Texte extrait ▸
◆ ◆ ◆ ◆

On s’immerge, ou on émerge ?

La réalité virtuelle a des moyens proprement fantastiques pour offrir des sensations étourdissantes. Elle se déploie aujourd’hui toujours plus dans le champ culturel. Qui légitime son usage en affirmant qu’elle renouvelle l’accès à la culture, dont la démocratisation paraîtrait enfin possible. Ah ?

par Evelyne Pieiller 

 

 

Henriette Adriensence. – « Échange, hommage à Van Gogh pour le centenaire », 1990

© ADAGP, Paris, 2024 - Photographie : Atelier 80 - ADAGP images

 

Les tournesols remuent. Les corbeaux s’envolent. Le soleil tourne sur lui-même. Le tableau palpite. Pas un instant pour s’ennuyer. Flux de lumières qui bougent. On fonce à l’intérieur de la toile. Volutes affolantes. C’est magique. On a « plongé » dans Van Gogh. L’expérience immersive (1). Les chefs-d’œuvre (en virtuel) de l’artiste, du « Mozart de la peinture », prennent comme qui dirait vie. Et en plus, merveille, on ne se contente pas de vibrer, on peut s’exprimer, en peignant soi-même, tout inspiré. Et voir le résultat projeté en XXL. Comment résister ?

◆ ◆ ◆ ◆

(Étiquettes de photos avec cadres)
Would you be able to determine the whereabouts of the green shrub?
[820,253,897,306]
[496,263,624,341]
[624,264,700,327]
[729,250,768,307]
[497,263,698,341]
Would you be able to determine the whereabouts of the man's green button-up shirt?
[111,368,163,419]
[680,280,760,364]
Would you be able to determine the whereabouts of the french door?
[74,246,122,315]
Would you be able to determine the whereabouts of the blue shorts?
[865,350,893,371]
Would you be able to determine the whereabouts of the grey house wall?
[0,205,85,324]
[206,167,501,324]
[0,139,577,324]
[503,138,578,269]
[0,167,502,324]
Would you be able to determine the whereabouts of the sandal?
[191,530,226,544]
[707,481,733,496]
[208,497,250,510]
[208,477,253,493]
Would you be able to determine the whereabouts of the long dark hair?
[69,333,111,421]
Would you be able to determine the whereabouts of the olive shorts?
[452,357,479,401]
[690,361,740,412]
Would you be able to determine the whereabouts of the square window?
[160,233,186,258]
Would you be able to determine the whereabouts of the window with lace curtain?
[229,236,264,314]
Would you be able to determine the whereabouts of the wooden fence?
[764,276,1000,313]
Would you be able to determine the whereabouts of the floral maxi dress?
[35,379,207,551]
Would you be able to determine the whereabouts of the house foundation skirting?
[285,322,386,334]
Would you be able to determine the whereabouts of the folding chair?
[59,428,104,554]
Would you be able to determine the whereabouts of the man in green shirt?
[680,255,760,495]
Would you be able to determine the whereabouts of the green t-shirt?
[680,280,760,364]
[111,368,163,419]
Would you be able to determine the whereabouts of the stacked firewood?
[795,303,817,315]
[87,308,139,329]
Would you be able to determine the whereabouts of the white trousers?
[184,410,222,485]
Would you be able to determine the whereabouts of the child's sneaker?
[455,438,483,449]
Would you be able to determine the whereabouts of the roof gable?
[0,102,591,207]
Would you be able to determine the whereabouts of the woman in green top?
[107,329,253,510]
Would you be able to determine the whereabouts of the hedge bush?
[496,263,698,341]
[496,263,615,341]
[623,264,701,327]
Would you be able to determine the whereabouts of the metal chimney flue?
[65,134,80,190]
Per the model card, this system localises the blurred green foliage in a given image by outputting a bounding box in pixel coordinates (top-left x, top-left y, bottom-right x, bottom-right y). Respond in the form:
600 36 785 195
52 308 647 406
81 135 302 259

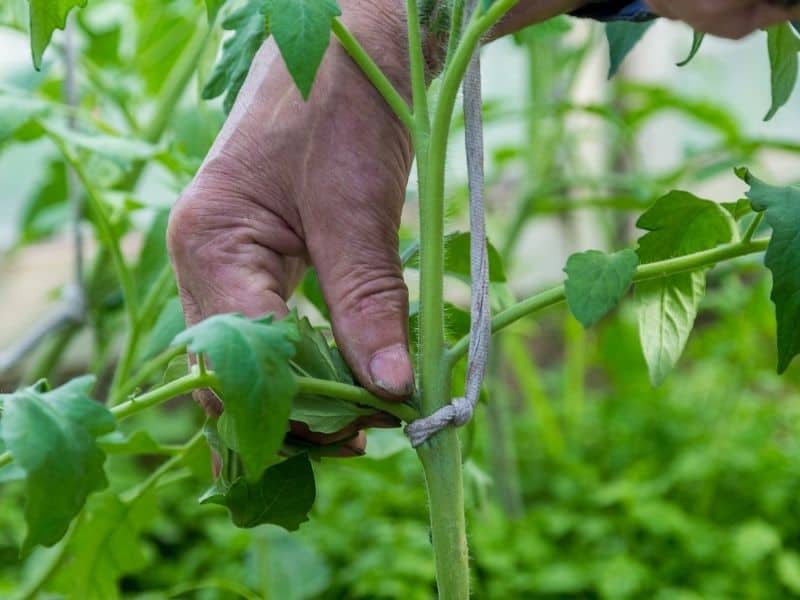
0 0 800 600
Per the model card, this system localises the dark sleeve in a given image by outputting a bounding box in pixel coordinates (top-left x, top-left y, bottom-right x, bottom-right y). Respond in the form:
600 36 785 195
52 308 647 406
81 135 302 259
572 0 657 21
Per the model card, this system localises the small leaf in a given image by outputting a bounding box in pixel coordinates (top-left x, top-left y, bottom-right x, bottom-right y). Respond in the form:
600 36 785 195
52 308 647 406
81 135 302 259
678 31 706 67
564 250 639 328
206 0 227 23
203 0 269 113
0 377 115 553
28 0 87 70
173 315 298 478
289 394 376 433
606 21 654 79
268 0 342 100
200 454 316 531
764 23 800 121
635 191 737 385
736 169 800 373
405 232 506 283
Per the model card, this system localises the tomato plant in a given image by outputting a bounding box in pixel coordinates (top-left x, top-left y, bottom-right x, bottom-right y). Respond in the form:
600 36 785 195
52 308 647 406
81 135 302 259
0 0 800 598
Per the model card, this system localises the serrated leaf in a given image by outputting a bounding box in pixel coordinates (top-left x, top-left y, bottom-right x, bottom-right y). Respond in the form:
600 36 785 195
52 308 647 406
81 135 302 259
634 272 706 386
173 315 298 478
635 191 736 385
737 169 800 373
202 0 269 113
289 394 376 433
0 377 115 553
28 0 87 69
405 231 506 283
200 454 316 531
54 493 158 600
678 31 706 67
606 21 654 79
268 0 342 100
564 250 639 328
764 23 800 121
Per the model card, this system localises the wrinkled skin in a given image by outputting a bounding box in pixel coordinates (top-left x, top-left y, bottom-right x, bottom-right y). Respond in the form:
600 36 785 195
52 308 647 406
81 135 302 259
168 0 800 456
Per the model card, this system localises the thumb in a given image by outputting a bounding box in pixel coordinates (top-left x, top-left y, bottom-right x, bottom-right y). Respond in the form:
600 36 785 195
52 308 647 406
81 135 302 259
306 199 414 399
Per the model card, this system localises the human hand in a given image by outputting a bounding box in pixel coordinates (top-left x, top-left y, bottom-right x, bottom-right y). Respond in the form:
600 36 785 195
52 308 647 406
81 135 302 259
648 0 800 39
168 0 414 454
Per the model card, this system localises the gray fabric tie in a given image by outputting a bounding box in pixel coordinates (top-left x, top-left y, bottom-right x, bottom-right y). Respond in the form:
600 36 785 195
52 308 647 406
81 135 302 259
405 0 492 448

◆ ◆ ◆ ◆

Tâches à réaliser ▸
1. Quel surnom l'article sur la réalité virtuelle attribue-t-il à Van Gogh ?
2. Recopiez fidèlement, dans l'article sur la réalité virtuelle, le passage allant de « La réalité virtuelle » jusqu'à « enfin possible. Ah ? ».
3. Poursuivez l'article sur la réalité virtuelle à partir de l'endroit où il s'arrête.
Ces enregistrements proviennent d'une autre source.

Réponses ▸
1. Le « Mozart de la peinture ».

2.
La réalité virtuelle a des moyens proprement fantastiques pour offrir des sensations étourdissantes. Elle se déploie aujourd’hui toujours plus dans le champ culturel. Qui légitime son usage en affirmant qu’elle renouvelle l’accès à la culture, dont la démocratisation paraîtrait enfin possible. Ah ?

3.
Une heure quinze de visite, cinq millions de spectateurs depuis le début, en 2017, de cette opération quasi mondiale. Marseille, c’est fini, mais des billets sont encore disponibles à Los Angeles. Et si l’empreinte carbone pose problème, on pourra, là sans problème, s’immerger plus à proximité. On a un choix à ne plus savoir où plonger : le casque de réalité virtuelle, l’audio spatialisé, le « vidéo mapping » ou les vidéos à 360 degrés ont proliféré pour nous envelopper. Paris, par exemple, est généreux en moments modernes. On avait déjà pu entrer au cœur des œuvres de Gustav Klimt (1,2 million de visiteurs) ou se fondre dans La Nuit étoilée de Van Gogh, valeur sûre décidément (1,3 million de visiteurs), tous deux en 2019, à l’Atelier des Lumières. Aujourd’hui, on peut se « connecter à son enfant intérieur », « vivre une expérience mémorable » dans la House of dreamers (au Carrousel du Louvre, jusqu’au 31 août), la première exposition immersive « dédiée aux rêveurs de tous âges (2», qui a déjà charmé Milan, Madrid et Rome. Ou se faire des frissons au Musée Grévin, qui se prête très logiquement à ces jeux de rôle high-tech, lors d’une rencontre tout ce qu’il y a de plus immersive avec les apaches de Paris — à partir du 30 août et de 18 ans (3).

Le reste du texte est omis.